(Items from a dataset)
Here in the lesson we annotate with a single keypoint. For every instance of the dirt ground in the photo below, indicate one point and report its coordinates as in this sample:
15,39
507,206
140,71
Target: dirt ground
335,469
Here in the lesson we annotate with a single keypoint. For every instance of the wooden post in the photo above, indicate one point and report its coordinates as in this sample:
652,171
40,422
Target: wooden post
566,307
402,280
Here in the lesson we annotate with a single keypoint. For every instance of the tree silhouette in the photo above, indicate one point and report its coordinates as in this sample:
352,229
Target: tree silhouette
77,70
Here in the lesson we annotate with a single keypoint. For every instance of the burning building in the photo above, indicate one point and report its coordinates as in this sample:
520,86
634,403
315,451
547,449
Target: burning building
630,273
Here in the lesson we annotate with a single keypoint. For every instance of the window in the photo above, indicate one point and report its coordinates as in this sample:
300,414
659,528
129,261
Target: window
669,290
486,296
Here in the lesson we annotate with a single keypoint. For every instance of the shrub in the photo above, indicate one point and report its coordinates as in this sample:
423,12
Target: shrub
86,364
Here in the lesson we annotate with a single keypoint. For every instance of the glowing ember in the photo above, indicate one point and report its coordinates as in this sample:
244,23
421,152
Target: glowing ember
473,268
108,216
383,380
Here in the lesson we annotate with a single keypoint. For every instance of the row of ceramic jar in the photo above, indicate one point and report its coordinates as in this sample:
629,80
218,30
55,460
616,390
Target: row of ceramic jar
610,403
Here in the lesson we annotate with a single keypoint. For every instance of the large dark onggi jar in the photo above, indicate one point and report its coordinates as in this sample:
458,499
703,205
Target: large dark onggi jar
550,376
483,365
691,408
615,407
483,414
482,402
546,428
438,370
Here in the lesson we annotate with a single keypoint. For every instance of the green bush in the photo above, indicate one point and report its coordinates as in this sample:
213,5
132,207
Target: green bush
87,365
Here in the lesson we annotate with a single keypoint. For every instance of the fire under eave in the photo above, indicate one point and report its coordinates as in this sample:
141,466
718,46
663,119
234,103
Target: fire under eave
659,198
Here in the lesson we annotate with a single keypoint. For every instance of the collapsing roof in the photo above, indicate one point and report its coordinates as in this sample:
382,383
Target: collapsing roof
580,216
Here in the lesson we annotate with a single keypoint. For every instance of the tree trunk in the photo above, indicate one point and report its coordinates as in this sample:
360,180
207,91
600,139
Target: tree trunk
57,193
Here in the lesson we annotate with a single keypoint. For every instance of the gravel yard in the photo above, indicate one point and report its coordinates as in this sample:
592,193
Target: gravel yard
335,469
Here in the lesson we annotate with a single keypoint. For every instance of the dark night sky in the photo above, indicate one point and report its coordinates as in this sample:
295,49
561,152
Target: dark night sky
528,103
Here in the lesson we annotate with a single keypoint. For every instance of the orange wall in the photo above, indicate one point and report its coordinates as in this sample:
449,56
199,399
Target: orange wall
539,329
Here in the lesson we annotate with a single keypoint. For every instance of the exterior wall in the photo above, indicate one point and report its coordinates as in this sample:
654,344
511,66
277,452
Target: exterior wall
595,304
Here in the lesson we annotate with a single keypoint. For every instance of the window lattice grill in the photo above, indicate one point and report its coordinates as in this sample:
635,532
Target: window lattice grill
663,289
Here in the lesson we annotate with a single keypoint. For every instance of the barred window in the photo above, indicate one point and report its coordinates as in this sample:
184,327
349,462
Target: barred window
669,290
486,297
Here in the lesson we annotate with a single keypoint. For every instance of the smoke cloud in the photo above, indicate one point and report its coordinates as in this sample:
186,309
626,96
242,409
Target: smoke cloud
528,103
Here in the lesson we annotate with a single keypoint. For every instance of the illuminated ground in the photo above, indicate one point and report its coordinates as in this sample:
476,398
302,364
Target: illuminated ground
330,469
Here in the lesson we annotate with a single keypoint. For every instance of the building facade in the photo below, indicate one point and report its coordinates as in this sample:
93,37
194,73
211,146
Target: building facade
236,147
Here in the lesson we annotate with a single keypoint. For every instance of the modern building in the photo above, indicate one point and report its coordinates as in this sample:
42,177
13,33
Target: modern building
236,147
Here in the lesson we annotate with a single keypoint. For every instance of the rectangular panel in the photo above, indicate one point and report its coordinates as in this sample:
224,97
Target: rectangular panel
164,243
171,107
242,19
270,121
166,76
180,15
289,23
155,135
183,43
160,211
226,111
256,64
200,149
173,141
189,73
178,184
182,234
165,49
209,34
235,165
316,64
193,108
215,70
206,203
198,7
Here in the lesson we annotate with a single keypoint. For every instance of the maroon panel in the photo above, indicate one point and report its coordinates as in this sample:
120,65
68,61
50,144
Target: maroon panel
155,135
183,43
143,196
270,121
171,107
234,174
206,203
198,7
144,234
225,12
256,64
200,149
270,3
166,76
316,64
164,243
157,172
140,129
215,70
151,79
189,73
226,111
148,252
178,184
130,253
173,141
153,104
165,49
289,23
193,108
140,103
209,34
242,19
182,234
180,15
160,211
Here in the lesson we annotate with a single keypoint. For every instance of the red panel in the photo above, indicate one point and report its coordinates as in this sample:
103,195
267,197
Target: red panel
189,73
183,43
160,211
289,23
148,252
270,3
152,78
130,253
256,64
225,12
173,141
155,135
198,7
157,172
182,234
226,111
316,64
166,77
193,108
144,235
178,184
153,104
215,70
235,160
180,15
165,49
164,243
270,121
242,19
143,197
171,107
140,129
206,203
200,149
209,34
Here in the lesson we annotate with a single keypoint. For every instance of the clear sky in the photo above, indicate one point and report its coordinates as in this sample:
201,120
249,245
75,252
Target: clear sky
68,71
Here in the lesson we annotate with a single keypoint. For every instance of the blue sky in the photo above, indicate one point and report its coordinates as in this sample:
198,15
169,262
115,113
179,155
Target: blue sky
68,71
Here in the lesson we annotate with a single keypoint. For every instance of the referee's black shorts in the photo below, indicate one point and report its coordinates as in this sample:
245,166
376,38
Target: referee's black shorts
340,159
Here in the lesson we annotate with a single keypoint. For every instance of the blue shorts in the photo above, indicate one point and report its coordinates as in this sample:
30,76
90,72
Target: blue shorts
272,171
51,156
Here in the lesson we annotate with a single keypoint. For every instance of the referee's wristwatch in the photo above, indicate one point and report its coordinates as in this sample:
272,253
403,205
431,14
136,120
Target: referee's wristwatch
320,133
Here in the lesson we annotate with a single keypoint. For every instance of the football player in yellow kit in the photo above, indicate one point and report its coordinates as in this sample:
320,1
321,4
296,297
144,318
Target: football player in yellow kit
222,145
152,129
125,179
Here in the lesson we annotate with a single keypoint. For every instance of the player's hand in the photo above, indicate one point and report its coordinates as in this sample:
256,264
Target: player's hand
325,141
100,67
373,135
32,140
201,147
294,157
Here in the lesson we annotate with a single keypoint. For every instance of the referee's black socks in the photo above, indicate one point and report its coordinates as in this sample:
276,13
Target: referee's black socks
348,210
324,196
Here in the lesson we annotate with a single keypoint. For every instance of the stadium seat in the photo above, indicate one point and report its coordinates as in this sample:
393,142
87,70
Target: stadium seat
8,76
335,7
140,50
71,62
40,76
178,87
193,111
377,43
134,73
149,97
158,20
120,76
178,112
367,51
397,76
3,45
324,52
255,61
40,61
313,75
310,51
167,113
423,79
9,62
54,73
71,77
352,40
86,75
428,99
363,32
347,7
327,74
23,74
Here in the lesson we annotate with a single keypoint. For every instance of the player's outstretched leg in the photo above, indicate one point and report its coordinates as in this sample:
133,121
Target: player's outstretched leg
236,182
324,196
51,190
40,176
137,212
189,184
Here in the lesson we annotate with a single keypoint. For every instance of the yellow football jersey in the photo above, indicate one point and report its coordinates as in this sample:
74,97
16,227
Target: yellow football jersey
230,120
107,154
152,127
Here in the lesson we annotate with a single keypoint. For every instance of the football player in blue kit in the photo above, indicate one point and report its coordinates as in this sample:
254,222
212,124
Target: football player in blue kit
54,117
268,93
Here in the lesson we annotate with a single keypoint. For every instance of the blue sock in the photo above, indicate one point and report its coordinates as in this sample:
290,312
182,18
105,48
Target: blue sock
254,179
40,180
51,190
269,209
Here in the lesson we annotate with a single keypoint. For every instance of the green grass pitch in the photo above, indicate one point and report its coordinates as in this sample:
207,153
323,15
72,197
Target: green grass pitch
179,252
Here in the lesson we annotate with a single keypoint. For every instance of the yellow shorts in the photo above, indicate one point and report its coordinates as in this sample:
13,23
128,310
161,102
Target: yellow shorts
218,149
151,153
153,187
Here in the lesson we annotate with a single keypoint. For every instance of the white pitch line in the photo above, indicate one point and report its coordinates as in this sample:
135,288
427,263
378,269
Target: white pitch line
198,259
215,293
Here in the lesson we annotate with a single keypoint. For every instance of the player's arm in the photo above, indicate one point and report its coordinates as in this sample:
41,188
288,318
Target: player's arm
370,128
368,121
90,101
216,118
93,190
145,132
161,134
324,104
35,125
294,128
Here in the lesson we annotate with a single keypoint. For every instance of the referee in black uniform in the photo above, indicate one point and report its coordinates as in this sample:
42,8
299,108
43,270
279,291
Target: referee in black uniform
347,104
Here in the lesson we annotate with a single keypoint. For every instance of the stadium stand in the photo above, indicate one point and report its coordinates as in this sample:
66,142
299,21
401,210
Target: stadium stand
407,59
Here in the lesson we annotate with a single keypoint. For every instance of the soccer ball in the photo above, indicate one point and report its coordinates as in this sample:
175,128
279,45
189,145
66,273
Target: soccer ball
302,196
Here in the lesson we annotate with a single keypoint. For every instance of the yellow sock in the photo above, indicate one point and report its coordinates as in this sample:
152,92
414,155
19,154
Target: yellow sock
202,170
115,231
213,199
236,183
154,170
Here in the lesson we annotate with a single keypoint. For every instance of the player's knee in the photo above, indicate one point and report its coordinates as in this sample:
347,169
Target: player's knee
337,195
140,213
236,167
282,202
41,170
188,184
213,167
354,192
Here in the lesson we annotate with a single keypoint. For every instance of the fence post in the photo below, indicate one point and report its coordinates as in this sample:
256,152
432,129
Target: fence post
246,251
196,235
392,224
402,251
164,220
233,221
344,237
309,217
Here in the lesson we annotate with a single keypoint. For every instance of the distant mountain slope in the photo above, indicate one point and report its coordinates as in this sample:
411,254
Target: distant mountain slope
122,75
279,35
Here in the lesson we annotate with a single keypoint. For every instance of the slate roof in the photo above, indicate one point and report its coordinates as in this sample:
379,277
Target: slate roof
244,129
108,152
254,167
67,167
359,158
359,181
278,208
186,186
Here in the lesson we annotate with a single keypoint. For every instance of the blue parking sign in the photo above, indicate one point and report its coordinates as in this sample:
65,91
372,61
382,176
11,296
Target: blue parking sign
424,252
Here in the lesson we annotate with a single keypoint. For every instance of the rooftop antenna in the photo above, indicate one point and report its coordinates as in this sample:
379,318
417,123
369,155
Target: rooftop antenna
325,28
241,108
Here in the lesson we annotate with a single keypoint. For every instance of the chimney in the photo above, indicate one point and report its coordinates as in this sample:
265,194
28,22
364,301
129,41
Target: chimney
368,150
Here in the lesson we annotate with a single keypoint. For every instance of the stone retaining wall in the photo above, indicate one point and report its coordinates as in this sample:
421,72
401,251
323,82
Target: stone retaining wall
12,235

● Exercise details: Everything from the line containing "of the rooftop" to the end of the records must be written out exactly; include both of those lines and no others.

● Solution to this problem:
Here in the lesson we annotate with a single keypoint. For every instance of the rooftop antenna in the photo above, indicate one point and report its coordinates as in this sample:
379,318
417,123
369,155
Target: rooftop antenna
325,28
241,108
Here in the lesson we annotate with a single keypoint. For every instance of the chimney in the photo above, indicate one point and report its coordinates as in this sample:
265,194
28,22
364,301
129,41
Target: chimney
368,150
Here in the lesson we annotate with a single keypoint. For every instance of the stone retaining wall in the photo above, indicate one point and report its coordinates as in this sample:
421,72
401,251
323,82
Target: stone retaining wall
12,235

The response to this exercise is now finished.